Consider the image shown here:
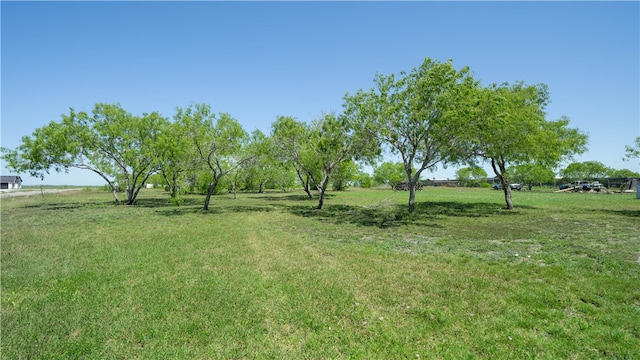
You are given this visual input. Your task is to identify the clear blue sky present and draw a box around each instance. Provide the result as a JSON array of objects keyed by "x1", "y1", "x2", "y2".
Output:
[{"x1": 0, "y1": 1, "x2": 640, "y2": 185}]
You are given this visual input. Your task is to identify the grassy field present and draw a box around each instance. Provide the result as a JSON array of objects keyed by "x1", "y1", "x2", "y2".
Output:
[{"x1": 1, "y1": 188, "x2": 640, "y2": 359}]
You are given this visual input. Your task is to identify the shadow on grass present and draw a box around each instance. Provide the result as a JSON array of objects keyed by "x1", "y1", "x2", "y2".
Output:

What you should do:
Give back all of the material above word for word, leaving out the pictures.

Full answer:
Consider the image shown here:
You are given this visual input. Your task is to identify the clear blue sky present and draw a box around each instance. Provide the result as a JSON array of objects keyed by "x1", "y1", "x2", "y2".
Output:
[{"x1": 0, "y1": 1, "x2": 640, "y2": 185}]
You are given this visual input. Your task is to identify the grassy field present and draw a box around each instance. Provide the result as a JSON array of objects keyed by "x1", "y1", "x2", "y2".
Output:
[{"x1": 1, "y1": 188, "x2": 640, "y2": 359}]
You are given this visual input. Your task is to identify the shadow on grass present and draw a box around each instance. Provide the result as a JSON array of objects keyed by "x1", "y1", "x2", "y2".
Output:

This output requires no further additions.